**TEXT EXTRACT**
## begin

Today, customer experience and gaining deeper customer engagement wins the day for most businesses and as a result, CIOs who wish to retain their status at the boardroom table recognize the need to more deeply understand their customers in order to deliver technology solutions that will support and engender high value engagement. But this does bring with it a tension in the role. Is it really reasonable to expect that the individual who has to ensure that all systems are up and running, secure and fault tolerant can also engage in a dialog with the customer? How is it possible for one person to have this broad a purview?

These are questions that some CIOs who are not yet embracing this role are asking, but most are welcoming the step forward into understanding the external customer as well as they understand the internal customer. To do so effectively, many are partnering with the CMO (Chief Marketing Officer), the head of sales and in some cases the CCO (Chief Customer Officer). “We are trying to get in front of the customer needs rather than reacting to the marketers and sales teams,” explained one CPG CIO. “The reality is that in some cases even the customer isn’t sure where to go next, but by being in the market and having these discussions directly, I can better affect the change that my CMO and CCO peers need.”

The strategic partnership with CCO, CMO and sales isn’t a new topic of discussion, but now more than ever these partnerships are actually happening. As a CMO from a retailer stated, “We’ve been talking about the partnership for a while, but it is now critical. We need to have the CIO in the room with us so we can really integrate the new and old systems to bring a better customer experience.”

## end

**SUPPLIED RECORDS**
## begin

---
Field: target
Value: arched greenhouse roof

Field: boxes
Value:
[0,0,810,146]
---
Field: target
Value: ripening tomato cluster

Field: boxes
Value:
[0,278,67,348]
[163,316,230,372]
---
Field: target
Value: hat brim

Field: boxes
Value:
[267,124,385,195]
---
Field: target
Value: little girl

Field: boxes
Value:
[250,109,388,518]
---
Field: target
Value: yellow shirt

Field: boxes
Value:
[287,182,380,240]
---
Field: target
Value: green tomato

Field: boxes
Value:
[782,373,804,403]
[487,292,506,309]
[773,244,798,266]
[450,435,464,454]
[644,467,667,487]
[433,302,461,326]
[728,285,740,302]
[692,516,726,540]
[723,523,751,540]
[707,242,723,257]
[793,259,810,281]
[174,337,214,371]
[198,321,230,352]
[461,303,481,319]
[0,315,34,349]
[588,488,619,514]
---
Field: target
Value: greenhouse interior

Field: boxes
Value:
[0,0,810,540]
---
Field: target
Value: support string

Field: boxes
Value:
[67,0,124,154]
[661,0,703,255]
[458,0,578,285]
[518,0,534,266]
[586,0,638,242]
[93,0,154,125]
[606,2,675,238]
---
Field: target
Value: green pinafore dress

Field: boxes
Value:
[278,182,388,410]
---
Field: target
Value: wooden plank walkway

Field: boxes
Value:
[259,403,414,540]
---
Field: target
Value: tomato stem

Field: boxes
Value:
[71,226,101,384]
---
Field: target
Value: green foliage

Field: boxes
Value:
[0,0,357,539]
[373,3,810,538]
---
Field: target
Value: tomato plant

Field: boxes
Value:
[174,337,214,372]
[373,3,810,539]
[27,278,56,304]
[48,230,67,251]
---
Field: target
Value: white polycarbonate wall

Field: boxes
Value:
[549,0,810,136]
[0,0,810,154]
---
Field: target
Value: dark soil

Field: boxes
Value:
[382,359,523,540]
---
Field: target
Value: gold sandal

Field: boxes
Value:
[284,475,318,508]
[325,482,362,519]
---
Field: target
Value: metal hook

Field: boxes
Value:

## end

**EXERCISE 1**
List the roles that, according to the article on CIOs and customer engagement, many CIOs are partnering with.
**EXERCISE 2**
In the article on CIOs and customer engagement, why does the retailer's CMO say the CIO needs to be in the room?

**COMPLETE ANSWER 1**
- CMO (Chief Marketing Officer)
- Head of sales
- CCO (Chief Customer Officer), in some cases

**COMPLETE ANSWER 2**
So they can integrate the new and old systems to bring a better customer experience.